**WORK REQUEST**
Below are the records to transcribe exactly; do not include any images.

**RECORDS PROVIDED**
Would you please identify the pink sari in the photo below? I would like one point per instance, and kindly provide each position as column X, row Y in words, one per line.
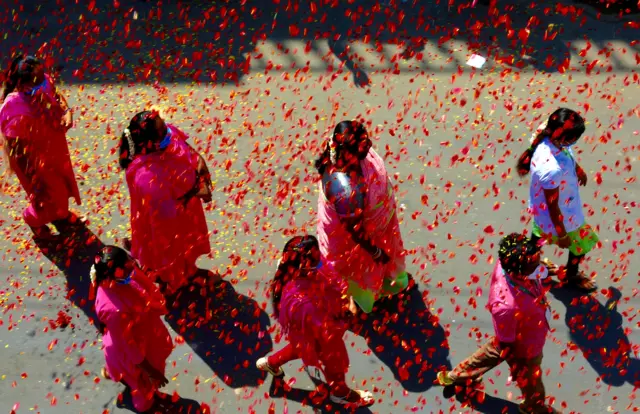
column 134, row 332
column 381, row 223
column 310, row 314
column 38, row 125
column 167, row 236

**REPLY**
Would you please identify the pink sari in the photo below? I would like one point per instance, and kindly provide each position as column X, row Y in words, one per line.
column 134, row 332
column 381, row 223
column 310, row 314
column 38, row 125
column 167, row 236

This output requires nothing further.